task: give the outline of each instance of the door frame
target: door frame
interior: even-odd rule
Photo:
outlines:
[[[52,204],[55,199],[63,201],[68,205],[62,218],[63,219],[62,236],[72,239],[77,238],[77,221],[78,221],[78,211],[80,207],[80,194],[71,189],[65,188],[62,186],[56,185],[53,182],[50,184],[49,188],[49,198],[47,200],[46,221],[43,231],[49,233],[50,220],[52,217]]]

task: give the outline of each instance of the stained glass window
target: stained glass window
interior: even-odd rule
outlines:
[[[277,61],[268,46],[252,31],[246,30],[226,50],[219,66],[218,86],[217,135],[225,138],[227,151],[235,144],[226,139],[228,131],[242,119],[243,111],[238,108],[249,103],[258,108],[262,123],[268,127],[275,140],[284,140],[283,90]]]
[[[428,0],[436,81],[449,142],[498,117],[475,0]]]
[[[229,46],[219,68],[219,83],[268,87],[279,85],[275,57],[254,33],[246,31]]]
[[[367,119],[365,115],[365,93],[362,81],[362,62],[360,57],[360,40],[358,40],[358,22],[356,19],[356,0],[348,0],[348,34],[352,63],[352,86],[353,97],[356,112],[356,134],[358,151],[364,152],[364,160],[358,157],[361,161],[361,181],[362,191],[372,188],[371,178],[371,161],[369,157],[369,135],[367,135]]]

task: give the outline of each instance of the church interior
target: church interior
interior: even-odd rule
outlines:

== Given problem ==
Reproduce every line of the records above verbatim, with nothing changed or left out.

== Written answer ==
task: give the outline of each instance of the door frame
target: door frame
interior: even-odd rule
Photo:
outlines:
[[[52,204],[55,199],[63,201],[68,205],[62,218],[63,219],[62,236],[72,239],[77,238],[77,221],[78,221],[78,211],[80,207],[80,194],[71,189],[65,188],[62,186],[56,185],[53,182],[50,184],[49,188],[49,198],[47,200],[46,221],[43,231],[49,233],[50,220],[52,217]]]

task: give the outline of each instance of the stained glass window
target: stained glass window
interior: even-odd rule
outlines:
[[[277,61],[268,46],[252,31],[246,30],[226,50],[219,66],[218,86],[217,135],[225,138],[227,151],[235,144],[226,139],[228,131],[242,119],[243,111],[238,108],[249,103],[258,108],[262,123],[268,127],[275,140],[284,140],[283,90]]]
[[[428,0],[436,81],[449,142],[498,117],[475,0]]]
[[[229,46],[219,68],[219,83],[268,87],[279,85],[275,57],[254,33],[246,31]]]
[[[367,119],[365,115],[365,93],[362,81],[362,62],[360,57],[360,40],[358,40],[358,22],[356,19],[356,0],[348,0],[348,34],[352,63],[352,86],[353,97],[356,112],[356,134],[358,151],[364,152],[364,160],[358,157],[361,161],[361,181],[362,191],[372,188],[371,178],[371,161],[369,157],[369,135],[367,135]]]

task: give the outline of each instance of the church interior
target: church interior
interior: even-odd rule
outlines:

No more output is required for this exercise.